阅读材料 —

********

Go如何保证gorountine执行完毕后继续执行

Go如何保证gorountine执行完毕后继续执行_第1张图片

Gorountine和channel是go语言最核心的功能,这个功能保证了go强大的并发执行能力。如果你想在你继续执行你的goroutine之前等待所有的goroutines执行完毕,你该如何使用go语言解决这样一个问题呢?

下面,我将给出三中解决方案。其中,最有解决方案是sync.WaitGroup

程序函数等待

利用time包中的Sleep方法等待一段时间,这样就引起另外一个问题,到底该等待多久呢?
下面是程序的实现。

func receiveMsg(){
    msg := make(chan string)
    go func(){
        time.Sleep(time.Second * 1)
        msg <- "goroutine 1"
    }()

    go func(){
        time.Sleep(time.Second * 2)
        msg <- "goroutine 2"
    }()
    go func(){
        time.Sleep(time.Second * 3)
        msg <- "goroutine 3"
    }()

    go func(){
        for i := range msg {
            fmt.Println("message :", i)
        }
    }()
    time.Sleep(time.Second * 4)
}


func main() {
    receiveMsg()
}

功能上解决了问题,但是,如果没法知道所有的goroutine总共执行,还是没有从根本上解决问题。利用channel,可以有一个改良版的解决方案。

channel等待

首先,看看具体的程序实现。

func receiveMsg2(){
    msg := make(chan string)
    done := make(chan bool)

    go func(){
        time.Sleep(time.Second * 3)
        msg <- "goroutine 1"
        done <- true
    }()
    go func(){
        time.Sleep(time.Second * 2)
        msg <- "goroutine 2"
        done <- true
    }()
    go func(){
        time.Sleep(time.Second * 1)
        msg <- "goroutine 3"
        done <- true
    }()
    go func(){
            //This statement is to make sure that all message is received.
        time.Sleep(time.Second * 3)
        for i := range msg {
            fmt.Println("message :", i)
        }
    }()

    for j := 0 ; j < 3; j++ {
        <-done
    }

}


func main() {
    receiveMsg2()
}

从上面程序而言,程序添加了time.Sleep(time.Second * 1) 。添加这行代码是为了保证消息被完全接受(打印到控制台)。由这个程序的解决方案引出了另外一个问题:加入我们不知道到底有多少个goroutine该怎么办?

********

输入条目 —
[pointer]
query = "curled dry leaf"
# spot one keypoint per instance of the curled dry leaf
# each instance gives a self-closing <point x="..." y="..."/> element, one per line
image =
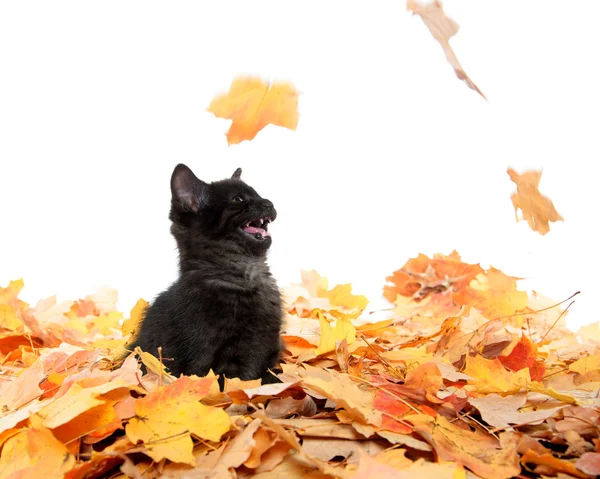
<point x="536" y="209"/>
<point x="165" y="418"/>
<point x="252" y="104"/>
<point x="442" y="28"/>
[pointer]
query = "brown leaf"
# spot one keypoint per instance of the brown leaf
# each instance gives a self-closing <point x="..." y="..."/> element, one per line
<point x="480" y="452"/>
<point x="327" y="448"/>
<point x="252" y="104"/>
<point x="555" y="464"/>
<point x="589" y="463"/>
<point x="502" y="412"/>
<point x="536" y="209"/>
<point x="442" y="28"/>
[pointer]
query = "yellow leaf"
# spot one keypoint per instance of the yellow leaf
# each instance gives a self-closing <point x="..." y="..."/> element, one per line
<point x="152" y="363"/>
<point x="106" y="323"/>
<point x="490" y="376"/>
<point x="343" y="329"/>
<point x="76" y="401"/>
<point x="166" y="417"/>
<point x="482" y="453"/>
<point x="340" y="388"/>
<point x="9" y="295"/>
<point x="585" y="365"/>
<point x="131" y="325"/>
<point x="536" y="209"/>
<point x="35" y="453"/>
<point x="9" y="319"/>
<point x="252" y="104"/>
<point x="341" y="295"/>
<point x="442" y="28"/>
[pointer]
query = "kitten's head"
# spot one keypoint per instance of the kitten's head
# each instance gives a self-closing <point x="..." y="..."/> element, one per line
<point x="227" y="210"/>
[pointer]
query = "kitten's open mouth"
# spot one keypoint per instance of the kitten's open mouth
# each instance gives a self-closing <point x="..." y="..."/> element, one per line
<point x="258" y="227"/>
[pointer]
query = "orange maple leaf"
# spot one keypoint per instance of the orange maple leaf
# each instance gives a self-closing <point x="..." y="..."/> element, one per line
<point x="421" y="277"/>
<point x="35" y="452"/>
<point x="165" y="418"/>
<point x="524" y="355"/>
<point x="494" y="293"/>
<point x="252" y="104"/>
<point x="442" y="28"/>
<point x="536" y="209"/>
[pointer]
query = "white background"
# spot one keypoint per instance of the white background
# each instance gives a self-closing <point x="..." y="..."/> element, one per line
<point x="393" y="155"/>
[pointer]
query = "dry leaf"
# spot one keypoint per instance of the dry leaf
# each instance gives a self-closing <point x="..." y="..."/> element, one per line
<point x="536" y="209"/>
<point x="252" y="104"/>
<point x="442" y="28"/>
<point x="35" y="453"/>
<point x="166" y="417"/>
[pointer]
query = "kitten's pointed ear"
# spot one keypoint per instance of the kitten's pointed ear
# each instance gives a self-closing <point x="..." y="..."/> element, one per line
<point x="188" y="192"/>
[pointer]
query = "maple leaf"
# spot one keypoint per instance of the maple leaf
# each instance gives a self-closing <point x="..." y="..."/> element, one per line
<point x="536" y="209"/>
<point x="556" y="464"/>
<point x="341" y="295"/>
<point x="524" y="355"/>
<point x="35" y="453"/>
<point x="131" y="325"/>
<point x="166" y="417"/>
<point x="339" y="387"/>
<point x="494" y="294"/>
<point x="489" y="376"/>
<point x="502" y="412"/>
<point x="343" y="330"/>
<point x="483" y="454"/>
<point x="421" y="277"/>
<point x="9" y="295"/>
<point x="442" y="28"/>
<point x="252" y="104"/>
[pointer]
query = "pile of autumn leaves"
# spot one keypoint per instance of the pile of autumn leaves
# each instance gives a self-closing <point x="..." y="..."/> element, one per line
<point x="466" y="377"/>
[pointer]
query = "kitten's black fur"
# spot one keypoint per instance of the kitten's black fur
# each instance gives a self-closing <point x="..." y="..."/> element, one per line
<point x="224" y="312"/>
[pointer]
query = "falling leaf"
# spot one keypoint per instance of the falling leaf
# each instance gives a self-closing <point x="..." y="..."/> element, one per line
<point x="166" y="417"/>
<point x="252" y="104"/>
<point x="443" y="29"/>
<point x="536" y="209"/>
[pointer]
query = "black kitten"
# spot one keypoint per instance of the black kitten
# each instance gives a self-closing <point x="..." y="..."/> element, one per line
<point x="224" y="312"/>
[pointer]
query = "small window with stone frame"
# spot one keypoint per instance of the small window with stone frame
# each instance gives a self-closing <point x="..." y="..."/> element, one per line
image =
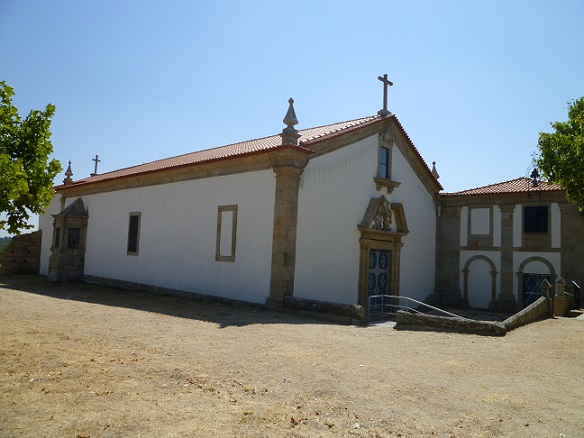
<point x="134" y="234"/>
<point x="384" y="162"/>
<point x="57" y="240"/>
<point x="73" y="238"/>
<point x="535" y="219"/>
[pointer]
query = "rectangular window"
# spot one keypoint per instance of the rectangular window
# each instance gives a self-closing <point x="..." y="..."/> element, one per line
<point x="383" y="162"/>
<point x="226" y="233"/>
<point x="73" y="238"/>
<point x="57" y="241"/>
<point x="134" y="233"/>
<point x="535" y="219"/>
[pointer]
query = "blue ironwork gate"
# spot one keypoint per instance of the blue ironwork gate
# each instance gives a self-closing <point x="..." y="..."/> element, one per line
<point x="531" y="289"/>
<point x="378" y="281"/>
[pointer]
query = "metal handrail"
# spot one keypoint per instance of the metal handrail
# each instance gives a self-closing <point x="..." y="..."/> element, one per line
<point x="407" y="307"/>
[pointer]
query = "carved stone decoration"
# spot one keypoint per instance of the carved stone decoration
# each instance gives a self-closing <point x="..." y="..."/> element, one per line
<point x="67" y="260"/>
<point x="383" y="216"/>
<point x="382" y="228"/>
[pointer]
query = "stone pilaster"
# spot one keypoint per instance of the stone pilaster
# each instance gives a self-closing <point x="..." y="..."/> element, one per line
<point x="506" y="300"/>
<point x="288" y="165"/>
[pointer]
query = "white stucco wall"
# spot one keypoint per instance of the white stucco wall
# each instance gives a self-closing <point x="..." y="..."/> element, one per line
<point x="178" y="228"/>
<point x="496" y="225"/>
<point x="333" y="198"/>
<point x="556" y="225"/>
<point x="464" y="226"/>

********

您的任务 —
[1] 在阅读材料中,第一种方案借助哪个包中的哪个方法来等待 goroutine 执行?
[2] 请从上方条目中提取所有包含字符串“carved”的行。

答案列表 —
[1] time 包中的 Sleep 方法。

[2]
query = "carved stone decoration"
# spot one keypoint per instance of the carved stone decoration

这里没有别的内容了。